:: Trecho do documento ::

Filme expõe violação de Direitos Humanos e precarização do trabalho
publicado: 17/07/2020 00h02, última modificação: 13/07/2020 17h34
Paralisação organizada por entregadores de aplicativos ocorreu em 1º de julho, em São Paulo (SP). Crédito: Rafael Fonseca e Altair Burghi

Paralisação organizada por entregadores de aplicativos ocorreu em 1º de julho, em São Paulo (SP). Crédito: Rafael Fonseca e Altair Burghi

O mestrando em gestão pública e cooperação internacional da Universidade Federal da Paraíba (UFPB), Rafael Fonseca, em parceria com o artista Altair Burghi, lançou o mini-documentário Greve dos entregadores no último sábado (4), no Youtube.

O filme aborda paralisação organizada por entregadores de aplicativos em 1º de julho, em São Paulo (SP). Denominado de #brequedosapps, o movimento teve o objetivo de mobilizar as empresas de entrega e os consumidores sobre suas condições de trabalho.

“O mini-documentário procura evidenciar os efeitos da precarização do trabalho nos mais diversos âmbitos da vida. São pessoas que entregam comida e, muitas vezes, trabalham com fome. Isso quer dizer que estão na situação de insegurança alimentar”, alerta o estudante.

A produção independente e sem fins lucrativos teve as imagens captadas por meio de uma câmera Nikon Digital D3100. No total, foram 40 minutos de gravação que, no final, resultaram no mini-documentário de 13 minutos e 44 segundos.

:::
:: Linhas de dados ::

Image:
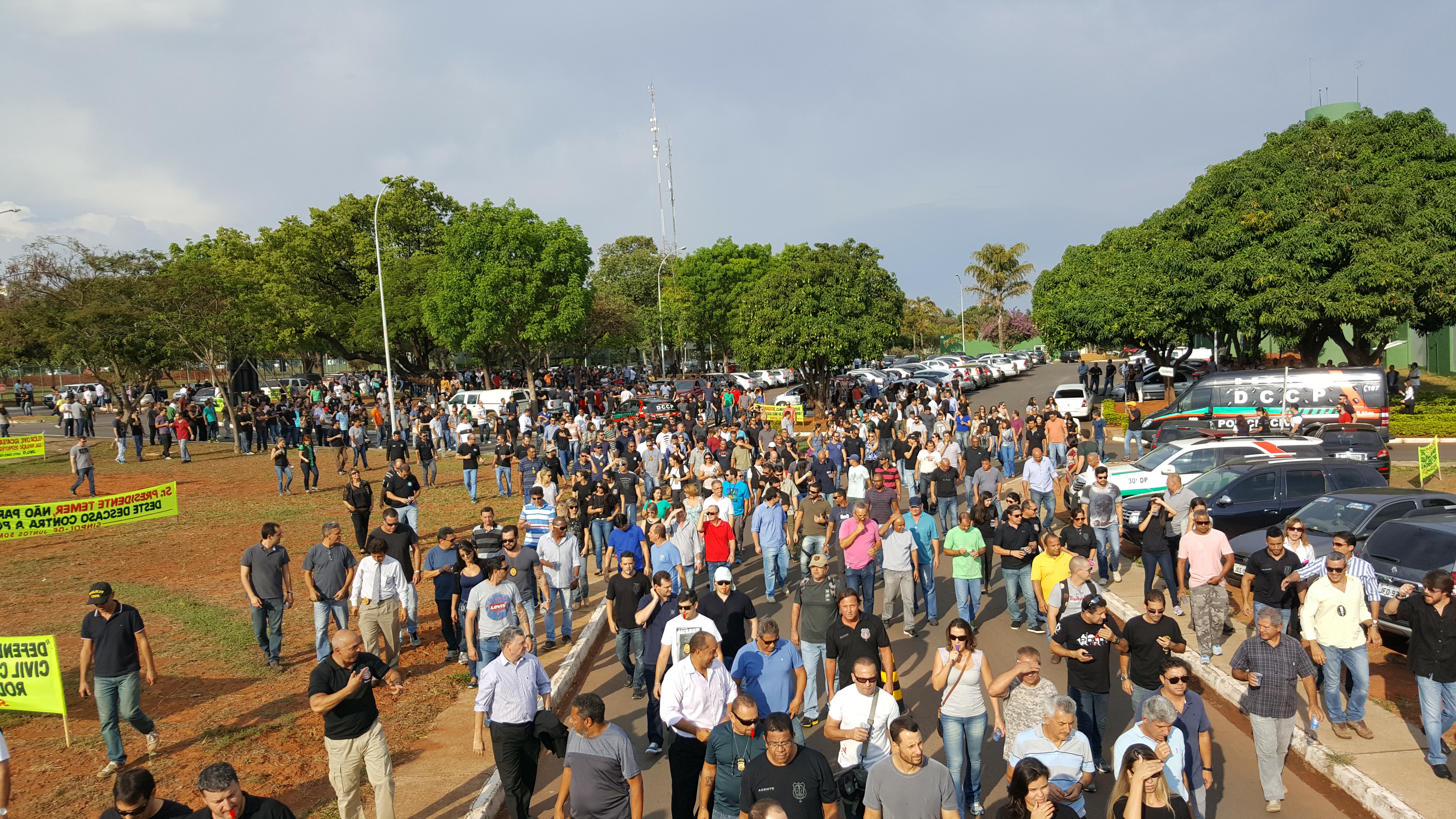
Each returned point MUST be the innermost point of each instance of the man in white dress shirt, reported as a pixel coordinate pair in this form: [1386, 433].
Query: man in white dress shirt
[375, 598]
[695, 699]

:::

**Atividades propostas:**
[1] No texto sobre o mini-documentário Greve dos entregadores, quantos minutos de gravação foram feitos ao todo?
[2] Continue o texto sobre o mini-documentário Greve dos entregadores a partir da última frase apresentada.

**Respostas por atividade:**
[1] Foram 40 minutos de gravação.

[2]
No fatídico dia, o filme foi gravado, inicialmente, na Avenida Paulista, no Centro de São Paulo, onde ocorreu a primeira concentração dos entregadores (motoboys e bikers), de meio dia e meia até às 14h30.

No período da tarde, a partir das 15h, os registros foram realizados na região próxima à Ponte Estaiada. “É uma obra simbólica que remete ao capitalismo paulista e onde se concentram as maiores empresas do país. Além disso, fica perto da Rede Globo. O objetivo de fechar a Ponte Estaiada era chamar a atenção da grande mídia brasileira”, conta Rafael Fonseca.

A captação das imagens, edição e lançamento do filme ocorreram no intervalo de apenas quatro dias. “Tínhamos conhecimentos gerais em edição de vídeo. Ficamos três dias seguidos, em média 12 horas por dia, trabalhando sem parar. O resultado foi bastante satisfatório. Queremos evoluir nos próximos”.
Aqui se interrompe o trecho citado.